Simply edit existing files in data. A description of each is given as follows:

  • 01_Production_of_Resin_(no_fiber).csv: Resin production data in MMT over time and per region excluding fiber data and additives. Expecting 2005 to 2020.
  • 02_Production_Fiber.csv: Resin production in MMT over time and per region for fibers only (no additives). Expecting 2005 to 2020.
  • 03_Production_Additives.csv: Additives in MMT over time and per region. Expecting 2005 to 2020.
  • 04_Net_Import_Resin_no_fiber_copy.csv: Resin imports excluding fibers over time and by region where negative values indicate exports. All in MMT and expecting 2005 to 2020.
  • 05_Net_Import_Fiber_copy.csv: Imports in fibers over time and by region where negative values indicate exports. All in MMT and expecting 2005 to 2020.
  • 06_Net_import_plastic_articles copy.csv: Import in plastic articles over time and per region where negative values indicate exports. All in MTT and expecting 2005 to 2020.
  • 07_Net_Import_plastic_in_finished_goods_no_fiber copy.csv: Import in goods excluding fibers over time and per region where negative values indicate exports. All in MTT and expecting 2005 to 2020.
  • [08-11]_.*.csv: Sector-level polymer ratios for a region.
  • 12_Lifetime.*.csv: Definitions of lifecycle distributions per sector (log normal distributions).
  • 13_1950-2004 copy.csv: Production data prior to 2005 indicating in MMT unless expressed otherwise (new data should use MMT).
  • [14-17]_Eol_.*.csv: End of life fate ratios / propensities for the region by year.
  • [18-21]_Net_Trade_.*.csv: Amount of imports (or negative if exports) per sector and year for the region.

## Required tasks
a. In the data file descriptions, what do negative values indicate in the net import files?
b. Please resume the data file descriptions from the point where they stop.
The items after this text are separate material.

## Dataset entries
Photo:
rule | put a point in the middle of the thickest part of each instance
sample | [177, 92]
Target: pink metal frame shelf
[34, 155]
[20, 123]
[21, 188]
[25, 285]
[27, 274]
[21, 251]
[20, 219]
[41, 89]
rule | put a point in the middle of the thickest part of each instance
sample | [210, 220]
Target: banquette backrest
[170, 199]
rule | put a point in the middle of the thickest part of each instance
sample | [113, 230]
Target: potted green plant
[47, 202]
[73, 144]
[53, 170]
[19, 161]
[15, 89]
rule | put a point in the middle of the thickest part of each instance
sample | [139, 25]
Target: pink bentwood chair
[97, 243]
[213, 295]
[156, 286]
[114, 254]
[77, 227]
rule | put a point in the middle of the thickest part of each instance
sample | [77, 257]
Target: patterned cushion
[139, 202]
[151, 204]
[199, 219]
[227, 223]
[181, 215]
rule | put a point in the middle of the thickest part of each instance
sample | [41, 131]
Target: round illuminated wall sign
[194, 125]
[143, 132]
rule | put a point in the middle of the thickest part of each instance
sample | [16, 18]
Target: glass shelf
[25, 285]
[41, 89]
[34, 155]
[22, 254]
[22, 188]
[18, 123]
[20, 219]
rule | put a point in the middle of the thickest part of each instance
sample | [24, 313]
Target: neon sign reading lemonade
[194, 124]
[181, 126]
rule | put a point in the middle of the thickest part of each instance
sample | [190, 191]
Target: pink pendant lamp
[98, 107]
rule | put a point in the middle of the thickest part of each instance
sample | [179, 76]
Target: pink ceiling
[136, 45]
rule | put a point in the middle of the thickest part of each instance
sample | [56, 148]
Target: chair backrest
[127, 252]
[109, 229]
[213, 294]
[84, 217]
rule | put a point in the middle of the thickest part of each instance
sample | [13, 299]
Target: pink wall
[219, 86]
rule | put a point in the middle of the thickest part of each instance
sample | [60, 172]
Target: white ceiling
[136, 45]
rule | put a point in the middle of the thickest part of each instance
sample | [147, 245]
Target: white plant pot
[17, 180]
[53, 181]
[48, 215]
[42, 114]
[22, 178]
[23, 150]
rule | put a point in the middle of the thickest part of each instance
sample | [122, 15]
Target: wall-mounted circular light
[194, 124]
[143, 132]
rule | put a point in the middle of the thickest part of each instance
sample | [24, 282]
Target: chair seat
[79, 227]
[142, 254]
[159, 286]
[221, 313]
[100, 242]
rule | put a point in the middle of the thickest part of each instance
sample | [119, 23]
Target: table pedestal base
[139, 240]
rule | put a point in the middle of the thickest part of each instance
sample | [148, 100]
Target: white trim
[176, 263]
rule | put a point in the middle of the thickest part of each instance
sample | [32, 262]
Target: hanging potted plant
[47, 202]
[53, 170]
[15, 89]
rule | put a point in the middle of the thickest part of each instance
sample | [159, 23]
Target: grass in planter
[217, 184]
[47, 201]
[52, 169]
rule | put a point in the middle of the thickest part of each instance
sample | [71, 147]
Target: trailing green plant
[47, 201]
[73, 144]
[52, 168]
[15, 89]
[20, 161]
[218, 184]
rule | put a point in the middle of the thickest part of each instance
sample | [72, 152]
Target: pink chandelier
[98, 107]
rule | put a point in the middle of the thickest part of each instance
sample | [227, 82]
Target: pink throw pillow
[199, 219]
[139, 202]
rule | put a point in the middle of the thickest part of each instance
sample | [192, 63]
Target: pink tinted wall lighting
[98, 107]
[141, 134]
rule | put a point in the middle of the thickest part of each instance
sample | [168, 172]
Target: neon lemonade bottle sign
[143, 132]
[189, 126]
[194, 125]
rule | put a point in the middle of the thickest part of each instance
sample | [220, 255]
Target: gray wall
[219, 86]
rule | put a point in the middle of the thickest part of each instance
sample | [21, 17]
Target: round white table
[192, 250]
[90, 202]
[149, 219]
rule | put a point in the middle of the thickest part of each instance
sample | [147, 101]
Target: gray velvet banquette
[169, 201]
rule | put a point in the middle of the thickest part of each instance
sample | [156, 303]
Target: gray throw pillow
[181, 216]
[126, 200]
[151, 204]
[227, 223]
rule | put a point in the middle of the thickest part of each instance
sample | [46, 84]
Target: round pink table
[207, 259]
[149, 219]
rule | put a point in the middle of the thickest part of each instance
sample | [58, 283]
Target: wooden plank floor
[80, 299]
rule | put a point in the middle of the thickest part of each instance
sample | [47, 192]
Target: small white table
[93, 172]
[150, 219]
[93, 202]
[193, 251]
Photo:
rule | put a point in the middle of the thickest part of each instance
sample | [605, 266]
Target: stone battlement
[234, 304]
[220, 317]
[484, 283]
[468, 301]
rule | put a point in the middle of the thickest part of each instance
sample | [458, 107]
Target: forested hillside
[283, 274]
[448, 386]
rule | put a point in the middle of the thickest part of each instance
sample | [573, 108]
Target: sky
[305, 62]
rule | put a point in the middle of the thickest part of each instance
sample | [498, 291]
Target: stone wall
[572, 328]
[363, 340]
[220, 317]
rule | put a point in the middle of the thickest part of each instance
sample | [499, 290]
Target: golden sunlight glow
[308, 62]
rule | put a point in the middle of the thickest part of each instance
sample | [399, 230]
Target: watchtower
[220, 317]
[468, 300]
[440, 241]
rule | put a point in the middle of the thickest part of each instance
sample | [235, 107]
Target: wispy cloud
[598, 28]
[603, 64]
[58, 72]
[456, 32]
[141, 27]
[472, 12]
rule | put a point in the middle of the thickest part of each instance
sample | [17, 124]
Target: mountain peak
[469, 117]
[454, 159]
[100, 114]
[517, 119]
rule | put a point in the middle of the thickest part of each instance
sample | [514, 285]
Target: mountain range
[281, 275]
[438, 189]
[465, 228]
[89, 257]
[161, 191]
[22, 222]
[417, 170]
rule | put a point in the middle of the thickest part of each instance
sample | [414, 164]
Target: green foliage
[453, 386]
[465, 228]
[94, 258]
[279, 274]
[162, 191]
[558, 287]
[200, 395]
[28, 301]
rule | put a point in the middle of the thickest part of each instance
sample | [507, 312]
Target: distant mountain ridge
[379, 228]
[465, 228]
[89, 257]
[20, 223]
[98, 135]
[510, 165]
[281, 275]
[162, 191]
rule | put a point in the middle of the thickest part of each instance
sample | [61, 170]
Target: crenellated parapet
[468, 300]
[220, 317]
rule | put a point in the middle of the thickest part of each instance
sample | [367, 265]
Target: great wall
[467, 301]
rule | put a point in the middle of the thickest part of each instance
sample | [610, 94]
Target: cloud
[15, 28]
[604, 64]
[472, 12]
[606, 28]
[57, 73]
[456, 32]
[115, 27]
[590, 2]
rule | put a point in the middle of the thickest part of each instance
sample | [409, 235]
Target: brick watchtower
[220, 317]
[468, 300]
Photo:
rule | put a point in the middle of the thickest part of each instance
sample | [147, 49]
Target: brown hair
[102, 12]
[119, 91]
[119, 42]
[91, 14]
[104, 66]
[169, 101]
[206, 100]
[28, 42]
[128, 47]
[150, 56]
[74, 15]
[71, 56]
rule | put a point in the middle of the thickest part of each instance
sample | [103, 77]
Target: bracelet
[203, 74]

## Task-by-task outputs
a. They indicate exports.

b.
  • 22_waste_trade.csv: Waste imports over time in MMT by region.
  • 23_historic.csv: Sector consumption data prior to 2005 indicating in MMT by year and region.
  • a1_gdp_raw.csv: GDP projections in purchase price parity (currently from OECD).
  • a2_population_raw.csv: Population actuals.
  • a3_regions.json: Mapping from country 3 letter ISO to tool region name. Note that this only requires entries for non-RoW countries.
  • a4_pop_projection.csv: Population projections (currently from UN).

Note that this model takes a mass flow approach: each piece of plastic produced must be accounted for in consumption and end of life. This means that the input data do not include consumption and waste volumes but, instead, derive them from fate propensities, trade, etc. This allows us to ensure our modeling is comprehensive of all plastic produced.


Changing projection years

Data are either "actuals" or projected. Historic actuals currently end in 2020 and projections run from 2021 to 2050. These start and end years can be modified in const.py using PROJECTION_START_YEAR and PROJECTION_END_YEAR. Depending on the data changing, users may also need to edit recirculate_secondary.sql and tasks_norm_lifecycle_template.py.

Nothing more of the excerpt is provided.